**Work instructions**
The answer should consist of the records below, repeated exactly, and no pictures.

(Exercise material Opens)

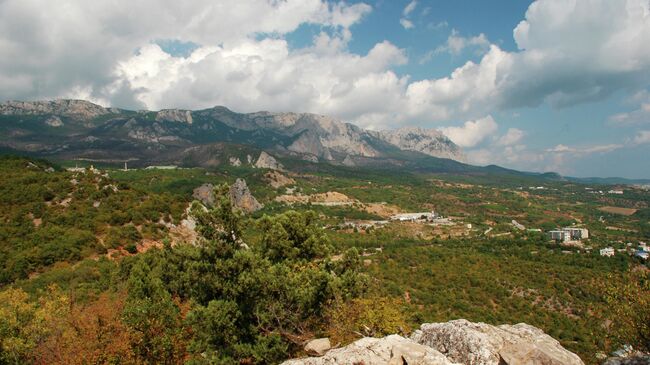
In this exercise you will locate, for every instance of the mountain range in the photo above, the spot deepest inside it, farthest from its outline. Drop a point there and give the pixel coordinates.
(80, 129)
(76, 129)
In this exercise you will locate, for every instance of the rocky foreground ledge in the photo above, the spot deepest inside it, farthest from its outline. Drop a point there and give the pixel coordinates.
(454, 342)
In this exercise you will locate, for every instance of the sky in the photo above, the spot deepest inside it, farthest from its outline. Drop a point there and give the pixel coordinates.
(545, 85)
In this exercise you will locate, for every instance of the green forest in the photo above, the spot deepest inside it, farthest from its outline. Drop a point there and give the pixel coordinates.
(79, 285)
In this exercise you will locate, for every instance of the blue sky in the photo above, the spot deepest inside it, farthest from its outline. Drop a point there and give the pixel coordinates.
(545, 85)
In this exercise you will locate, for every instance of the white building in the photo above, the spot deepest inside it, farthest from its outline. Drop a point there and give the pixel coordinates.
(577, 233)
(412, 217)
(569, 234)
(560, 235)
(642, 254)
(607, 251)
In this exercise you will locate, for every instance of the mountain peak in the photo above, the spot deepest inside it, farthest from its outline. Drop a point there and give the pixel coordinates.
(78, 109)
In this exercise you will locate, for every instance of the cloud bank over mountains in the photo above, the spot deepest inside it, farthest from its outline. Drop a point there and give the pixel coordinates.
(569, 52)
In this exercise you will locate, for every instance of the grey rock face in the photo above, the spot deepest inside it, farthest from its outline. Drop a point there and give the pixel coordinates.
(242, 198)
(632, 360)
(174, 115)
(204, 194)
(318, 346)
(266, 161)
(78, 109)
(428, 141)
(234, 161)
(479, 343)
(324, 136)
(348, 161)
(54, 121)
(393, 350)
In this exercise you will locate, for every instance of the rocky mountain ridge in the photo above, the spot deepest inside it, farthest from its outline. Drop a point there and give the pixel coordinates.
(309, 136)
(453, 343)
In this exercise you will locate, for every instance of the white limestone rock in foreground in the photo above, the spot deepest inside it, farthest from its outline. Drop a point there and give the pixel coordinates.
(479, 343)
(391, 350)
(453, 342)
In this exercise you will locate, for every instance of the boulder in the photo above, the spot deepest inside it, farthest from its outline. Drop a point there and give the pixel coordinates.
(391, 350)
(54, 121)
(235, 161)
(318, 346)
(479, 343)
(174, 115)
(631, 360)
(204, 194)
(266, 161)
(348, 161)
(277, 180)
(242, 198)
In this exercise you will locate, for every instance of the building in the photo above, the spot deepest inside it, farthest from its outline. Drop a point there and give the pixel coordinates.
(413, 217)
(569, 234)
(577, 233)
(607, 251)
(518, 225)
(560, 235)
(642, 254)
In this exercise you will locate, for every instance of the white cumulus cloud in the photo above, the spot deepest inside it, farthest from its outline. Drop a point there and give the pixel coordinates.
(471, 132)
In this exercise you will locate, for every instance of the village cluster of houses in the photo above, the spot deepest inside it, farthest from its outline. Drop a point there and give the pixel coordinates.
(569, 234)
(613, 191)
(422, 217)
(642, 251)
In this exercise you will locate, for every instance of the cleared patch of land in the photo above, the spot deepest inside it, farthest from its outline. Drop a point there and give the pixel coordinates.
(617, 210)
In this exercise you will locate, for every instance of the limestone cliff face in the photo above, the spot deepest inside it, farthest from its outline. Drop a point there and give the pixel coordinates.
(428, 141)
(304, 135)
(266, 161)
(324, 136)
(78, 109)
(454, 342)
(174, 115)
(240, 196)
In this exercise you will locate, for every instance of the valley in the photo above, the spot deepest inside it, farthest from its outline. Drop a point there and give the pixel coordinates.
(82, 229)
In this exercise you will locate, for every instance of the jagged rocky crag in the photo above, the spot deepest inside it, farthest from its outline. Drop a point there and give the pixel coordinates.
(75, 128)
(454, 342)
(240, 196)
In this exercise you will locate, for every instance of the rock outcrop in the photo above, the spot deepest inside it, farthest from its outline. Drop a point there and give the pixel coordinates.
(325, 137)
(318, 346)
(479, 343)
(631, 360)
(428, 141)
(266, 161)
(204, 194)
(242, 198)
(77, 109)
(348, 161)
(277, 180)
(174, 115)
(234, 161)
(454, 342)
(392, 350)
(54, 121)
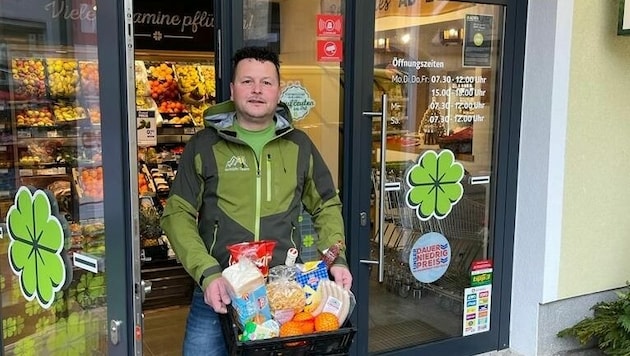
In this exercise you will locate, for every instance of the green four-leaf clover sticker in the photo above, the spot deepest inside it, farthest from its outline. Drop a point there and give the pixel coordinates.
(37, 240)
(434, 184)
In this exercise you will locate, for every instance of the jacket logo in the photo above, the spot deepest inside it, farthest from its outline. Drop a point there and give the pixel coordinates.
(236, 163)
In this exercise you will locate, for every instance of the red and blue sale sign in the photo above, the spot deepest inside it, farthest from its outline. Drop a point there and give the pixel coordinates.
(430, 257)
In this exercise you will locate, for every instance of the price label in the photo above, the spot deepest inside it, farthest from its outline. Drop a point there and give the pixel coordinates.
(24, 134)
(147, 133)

(Exercise material Closes)

**Solution for this problem**
In this exercise you will locate, for every instance of the mountain range in the photo above, the spot deepest inside it, farthest from its outline. Drop a point there and give the pixel coordinates.
(80, 129)
(76, 129)
In this exercise you will locate, for every instance of the rocky foreground ledge in the photo above, the spot deepest inside it, farthest from its outline. Drop a point there and give the pixel coordinates.
(454, 342)
In this exercise you will locate, for every instance of the sky in the photo above, the spot deepest inside it, farthest from its outline. Drop a point there and give the pixel coordinates.
(545, 85)
In this exercise you will locate, for every instance of the green forest in the photo above, the spot deepest inside it, farthest from its outline. Drop a point there and give the pixel coordinates.
(79, 285)
In this exercise you will locate, for every instance of the blue sky in the photo above, the spot deepest inside it, farthest from its outline. Drop a point there and give the pixel coordinates.
(545, 85)
In this exercise you will locate, for every instance of the white building in the photo above, the spot deepest inside it, farthest from its outline. Drop a point there and give the pixel coordinates.
(577, 233)
(412, 217)
(569, 234)
(560, 235)
(642, 254)
(607, 251)
In this exercise you will locate, for every instance of the mountain peak in the photo above, the spot deepest inside it, farthest from its outline. Drop a point there and give the pixel coordinates.
(78, 109)
In this exercise you will locate, for every instance of the cloud bank over mountains in the photo above, the spot deepest inside it, farthest from its outline. Drop a point there and give the pixel coordinates.
(569, 52)
In this exercise you will locate, for every instance of the grey rock face in the photo above, the spot deepest inside it, farthest from its outline. Drop a point there and give the pixel coordinates.
(242, 198)
(632, 360)
(174, 115)
(204, 194)
(318, 346)
(266, 161)
(78, 109)
(428, 141)
(234, 161)
(479, 343)
(324, 136)
(348, 161)
(54, 121)
(393, 350)
In this exercise you will locate, for every instance of the rocky mountain ridge in the photo above, the spot deepest inside it, farthest from its outline. Drop a point there and give the pixel coordinates.
(309, 136)
(453, 343)
In this exercise you will locate, for every instance of the white limestone rock in foreground in the photo above, the spot deepest inside it, farthest from its outline. Drop a point there and give the pixel coordinates.
(479, 343)
(391, 350)
(453, 342)
In this exercise you will locate, for every instance of the boulder in the photo above, the spot deepest inside it, farthest from its outline. Drop a point there and give the pixel coordinates.
(391, 350)
(54, 121)
(235, 161)
(318, 346)
(479, 343)
(174, 115)
(631, 360)
(204, 194)
(266, 161)
(348, 161)
(277, 180)
(242, 198)
In this exercise you will locate, for every instance of the building in the photo above, the spot deepest inside it, farthest from its outline. Drop a point there and give the pixel coordinates.
(413, 217)
(569, 234)
(577, 233)
(607, 251)
(518, 225)
(560, 235)
(642, 254)
In this exercise you will locate, for every instance of the white cumulus cloud in the photo above, the spot deepest inside it, farthest from its outline. Drop a point there and give the pixel coordinates.
(471, 132)
In this exercise you will locate, for every instance of the village cluster of houses in the photo above, the spot deepest inside it, farthest from its outline. Drop a point there and give the pixel coordinates.
(569, 234)
(613, 191)
(422, 217)
(642, 251)
In this exercise you will locate, for every instance of the cleared patch of land in the photo above, the spot deepest inside it, farthest from its outline. Drop a point there and give the pixel coordinates.
(617, 210)
In this exercise you will locate, for every instance of the limestone cliff face in the photo above, the spot deepest inside it, farthest from its outline. Drop a point there and give the pixel coordinates.
(428, 141)
(304, 135)
(266, 161)
(324, 136)
(78, 109)
(454, 342)
(174, 115)
(240, 196)
In this exercise you will locate, for every instance of the valley in the photo above, the spot deepest inside it, farthest from its outline. Drop a point there and give the pixel coordinates.
(82, 229)
In this exercise you will locate, for every instance of the jagged rocky crag in the photo above, the spot deepest inside it, farthest from its outline. Drop a point there and give the pixel coordinates.
(75, 128)
(454, 342)
(240, 196)
In this exercise you will locate, for every instance of the rock outcrop in the photo above, the spot deepest inside it, farthest from its outline. Drop a point there and give the pixel coordinates.
(325, 137)
(318, 346)
(479, 343)
(631, 360)
(428, 141)
(266, 161)
(204, 194)
(242, 198)
(77, 109)
(348, 161)
(277, 180)
(174, 115)
(234, 161)
(454, 342)
(392, 350)
(54, 121)
In this exercise you will locate, for every instance of the green four-leaf clover sticker in the photo above, the spot deepest inside it, farthest from its outline. Drop a point there and give the pixel coordinates.
(37, 240)
(434, 184)
In this exercise you will locate, for every instance of the jacket logo in the photo above, the spot deepest inside it, farthest from its outline. Drop a point there and give the pixel coordinates.
(236, 163)
In this exercise you will locate, for every instance of the red and blue sale sign in the photo above, the spot deepest inside it, farthest from its outline. Drop a point there and give the pixel coordinates.
(430, 257)
In this exercise you will locate, for every instance of the price label in the photo above, the spot deepest inside it, farthest from its outline. Drop a point there and give the pixel coordinates.
(24, 134)
(147, 133)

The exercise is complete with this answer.